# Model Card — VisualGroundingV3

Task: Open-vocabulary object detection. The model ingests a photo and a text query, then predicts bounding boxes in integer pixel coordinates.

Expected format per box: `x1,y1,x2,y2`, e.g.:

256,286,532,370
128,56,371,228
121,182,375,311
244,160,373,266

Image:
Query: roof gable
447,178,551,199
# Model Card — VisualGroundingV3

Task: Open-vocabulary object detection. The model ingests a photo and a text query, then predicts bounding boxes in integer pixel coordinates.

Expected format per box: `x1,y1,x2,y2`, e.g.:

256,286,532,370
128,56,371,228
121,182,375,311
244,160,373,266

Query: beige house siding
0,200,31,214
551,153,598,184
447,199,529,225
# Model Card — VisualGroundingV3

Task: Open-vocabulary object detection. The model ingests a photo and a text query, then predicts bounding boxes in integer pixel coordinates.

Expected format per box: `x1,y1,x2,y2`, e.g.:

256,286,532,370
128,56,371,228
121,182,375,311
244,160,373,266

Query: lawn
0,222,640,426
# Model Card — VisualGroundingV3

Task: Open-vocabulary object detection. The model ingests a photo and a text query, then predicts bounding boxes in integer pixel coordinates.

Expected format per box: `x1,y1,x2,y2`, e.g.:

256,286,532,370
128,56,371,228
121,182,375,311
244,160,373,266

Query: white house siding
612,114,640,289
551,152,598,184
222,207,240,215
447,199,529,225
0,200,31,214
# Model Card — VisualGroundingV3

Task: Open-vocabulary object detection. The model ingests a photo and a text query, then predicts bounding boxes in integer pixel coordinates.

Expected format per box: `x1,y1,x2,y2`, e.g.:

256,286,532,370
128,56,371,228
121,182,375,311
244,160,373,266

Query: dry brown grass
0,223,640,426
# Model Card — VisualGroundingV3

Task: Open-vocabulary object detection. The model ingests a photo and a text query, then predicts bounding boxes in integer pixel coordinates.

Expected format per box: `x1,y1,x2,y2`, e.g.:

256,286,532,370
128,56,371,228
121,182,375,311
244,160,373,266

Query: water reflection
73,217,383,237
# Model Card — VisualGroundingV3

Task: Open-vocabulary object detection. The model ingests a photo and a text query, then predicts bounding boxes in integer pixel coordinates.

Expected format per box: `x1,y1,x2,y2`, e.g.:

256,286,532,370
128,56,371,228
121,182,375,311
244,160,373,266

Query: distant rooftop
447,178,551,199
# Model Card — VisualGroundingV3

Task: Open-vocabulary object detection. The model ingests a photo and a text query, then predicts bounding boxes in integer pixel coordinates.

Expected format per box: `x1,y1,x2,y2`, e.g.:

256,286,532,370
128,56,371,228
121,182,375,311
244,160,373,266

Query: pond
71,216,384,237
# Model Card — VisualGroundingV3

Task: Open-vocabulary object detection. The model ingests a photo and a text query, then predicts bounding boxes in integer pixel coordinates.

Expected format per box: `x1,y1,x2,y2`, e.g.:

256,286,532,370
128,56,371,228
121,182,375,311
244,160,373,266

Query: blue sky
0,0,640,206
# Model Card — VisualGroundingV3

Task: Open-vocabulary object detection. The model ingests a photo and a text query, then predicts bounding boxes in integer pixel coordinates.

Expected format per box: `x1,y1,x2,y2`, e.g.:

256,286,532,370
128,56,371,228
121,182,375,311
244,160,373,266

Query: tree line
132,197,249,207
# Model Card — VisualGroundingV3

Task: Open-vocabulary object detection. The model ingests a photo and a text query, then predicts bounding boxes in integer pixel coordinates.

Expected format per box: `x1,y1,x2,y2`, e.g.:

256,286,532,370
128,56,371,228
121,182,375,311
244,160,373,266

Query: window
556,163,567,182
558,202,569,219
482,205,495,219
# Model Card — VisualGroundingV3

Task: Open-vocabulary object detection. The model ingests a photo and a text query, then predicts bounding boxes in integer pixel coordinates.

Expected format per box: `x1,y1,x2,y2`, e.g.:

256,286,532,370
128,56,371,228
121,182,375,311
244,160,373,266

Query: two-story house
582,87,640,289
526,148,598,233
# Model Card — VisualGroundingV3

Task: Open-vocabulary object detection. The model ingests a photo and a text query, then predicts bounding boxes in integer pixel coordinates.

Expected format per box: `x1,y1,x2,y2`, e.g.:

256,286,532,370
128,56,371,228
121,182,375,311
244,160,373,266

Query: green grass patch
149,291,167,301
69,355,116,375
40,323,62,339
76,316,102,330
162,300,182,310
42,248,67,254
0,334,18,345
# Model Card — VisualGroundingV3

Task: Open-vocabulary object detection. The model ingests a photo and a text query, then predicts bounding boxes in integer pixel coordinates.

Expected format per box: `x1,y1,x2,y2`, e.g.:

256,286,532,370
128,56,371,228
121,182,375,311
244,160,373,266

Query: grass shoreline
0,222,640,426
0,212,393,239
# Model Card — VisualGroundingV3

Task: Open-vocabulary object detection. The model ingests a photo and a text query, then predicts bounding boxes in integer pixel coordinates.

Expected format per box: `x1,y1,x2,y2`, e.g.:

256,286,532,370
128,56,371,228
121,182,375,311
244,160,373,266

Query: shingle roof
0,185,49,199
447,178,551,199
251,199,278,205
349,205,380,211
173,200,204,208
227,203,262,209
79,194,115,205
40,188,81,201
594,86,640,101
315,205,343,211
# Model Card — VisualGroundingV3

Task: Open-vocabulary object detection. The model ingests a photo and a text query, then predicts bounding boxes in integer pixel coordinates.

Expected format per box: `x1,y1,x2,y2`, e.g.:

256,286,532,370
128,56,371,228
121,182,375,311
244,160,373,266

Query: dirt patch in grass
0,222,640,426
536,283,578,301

▶ Do this:
Each record above must be given again exactly.

▶ Response to this task:
# Model Card — VisualGroundingV3

Task: Open-vocabulary object detection. The model ingests a photo and a text query, then predicts bounding boxes in integer pixel coordinates.

Expected format per box: `x1,y1,x2,y2`, e.g.:

256,286,532,370
128,56,371,228
121,182,375,311
244,160,373,266

Image:
Query: roof gable
447,178,551,199
# Model Card — VisualGroundingV3

Task: Open-vocabulary object detection. The model ingests a photo and a text query, then predicts bounding boxes in integer pixel coordinates.

Expected format per box: `x1,y1,x2,y2`, e.g.:

256,286,532,370
128,56,371,228
121,182,375,311
244,160,373,266

Query: beige house siding
0,200,31,214
551,153,598,184
447,199,529,225
# Model Card — VisualGroundingV3

Task: Open-vocabulary object detection. The model ingests a photo and a text query, then predicts bounding boxes in integer pixel coordinates.

Expected format per box: `x1,y1,x2,y2`, e.g.:

256,286,532,370
128,56,371,228
121,182,375,311
244,160,373,266

Query: lawn
0,222,640,426
# Model Card — VisualGroundingV3

Task: Open-vocabulary object detection. The model ingests a photo and a text query, then predicts bounding boxes in integer pixel coordinates.

Expected format per box: `x1,y1,x2,y2`, e.g.:

256,286,532,370
128,56,371,228
121,182,375,311
244,160,373,266

Query: white house siding
612,114,640,289
551,152,598,184
222,207,240,215
447,199,529,225
0,200,31,214
# Model Card — VisualGroundingV3

Task: Open-vocabulary object detection. The model ingests a photo and a text query, then predicts bounding boxes in integer pixel coordinates.

Expected format per box: `x1,y1,x2,y2`, e.g.:

256,286,532,370
128,56,371,228
121,182,375,311
244,160,373,266

Query: dry brown grass
0,223,640,426
# Model Card — VisualGroundingV3

Task: Open-vocabulary object detection. The model ingests a photo and a text query, then predicts bounding boxes in integer pixel coordinates.

Expected format per box: `x1,y1,x2,y2`, e.g.:

256,286,532,370
128,56,371,228
121,182,375,311
244,160,373,266

Query: water reflection
73,217,383,237
# Model Card — VisualGroundingV3

Task: Open-vocabulary object detection. The model ingests a photo and a text query, then predicts bounding boxes in integer pixel coordinates.

Expected format per box: `x1,y1,x2,y2`, e.g.:

256,286,532,370
128,56,371,228
121,182,375,311
244,160,373,266

Query: distant rooftop
447,178,551,199
# Model Card — VisualGroundingV3

Task: Open-vocabulary object detection. The model ingests a photo and a text query, then predicts bounding boxes in integer pixel coordinates.

Expected format per box: `x1,y1,x2,y2`, e.g.:

256,286,532,370
128,56,371,228
121,182,375,311
244,160,373,266

Query: pond
71,216,384,237
# Model Card — VisualGroundingV3

Task: Open-vocabulary object detection. The model ingests a photo and a text query, then predicts bounding boxes in integer pixel coordinates.

Expected format per box: `x1,y1,x2,y2`, e.g.:

256,286,532,370
128,56,371,228
121,182,375,311
244,160,373,266

Query: blue sky
0,0,640,206
# Model Card — VisualGroundingV3

Task: Open-vocabulary object detection. The model ingests a photo and a text query, then predicts bounding boxes in integer pixel coordinates.

Expected format per box: `x1,y1,x2,y2`, e.g.:

256,286,532,370
128,56,371,228
121,182,375,311
244,160,373,266

Query: tree line
132,197,249,207
# Model Card — VisualGroundingV3

Task: Open-vocabulary object detection. The model ingests a photo and a text query, then predicts bounding boxes in integer pixel coordinates.

Expected format per box: `x1,y1,x2,y2`, e.g.:

256,286,532,370
128,56,371,228
121,182,375,311
244,160,373,266

Query: window
556,163,567,182
558,202,569,219
482,205,495,219
# Model Card — VisualGroundingV3

Task: Open-vocabulary object detection. The model ingests a photo and a text query, then predicts bounding boxes in integer pixel coordinates.

Expected format per box: `x1,y1,x2,y2`, e.g.:

256,286,532,370
128,56,371,228
121,182,375,311
244,160,373,266

Query: two-story house
582,87,640,289
526,148,598,233
# Model Card — VisualGroundingV3

Task: Open-vocabulary object detection. The model ingests a photo and a text query, then predicts bounding boxes in integer pixel coordinates.

Expected format per box: `x1,y1,x2,y2`, e.g.:

256,286,532,370
128,56,371,228
121,182,375,311
244,160,373,266

Query: green grass patch
149,291,167,301
69,355,116,375
40,323,62,339
76,316,102,330
162,300,182,310
42,248,67,254
0,334,18,345
# Model Card — VisualGroundingV3

Task: Open-vocabulary object detection. The model ingests a photo and a text query, then predicts bounding boxes in integer pixel coordinates.

Expected format per box: `x1,y1,x2,y2`, e.g.:

256,286,532,370
128,56,371,228
121,182,375,311
244,160,373,266

Query: grass shoreline
0,222,640,426
0,212,393,239
# Model Card — VisualGroundingV3

Task: Open-vocabulary object detection. The model ingests a photo and a text query, then predicts bounding boxes in integer pixel coordinates.

Expected format per box: `x1,y1,x2,y2`, e.g.:

256,286,532,370
128,56,371,228
121,182,375,311
244,160,373,266

Query: shingle roof
0,185,49,199
447,178,551,199
251,199,278,205
349,205,380,211
173,200,204,208
227,203,262,209
79,194,115,205
40,188,81,201
594,86,640,101
315,205,343,211
# Model Card — VisualGroundingV3

Task: Open-vocabulary object detection. The model ingests a photo and a text query, then predicts bounding boxes in integer pixel coordinates.

Expected format per box: `x1,y1,x2,y2`, e.g.:

256,286,532,370
128,56,371,228
121,182,375,311
244,160,373,266

Query: dirt patch in grass
0,222,640,426
536,283,578,301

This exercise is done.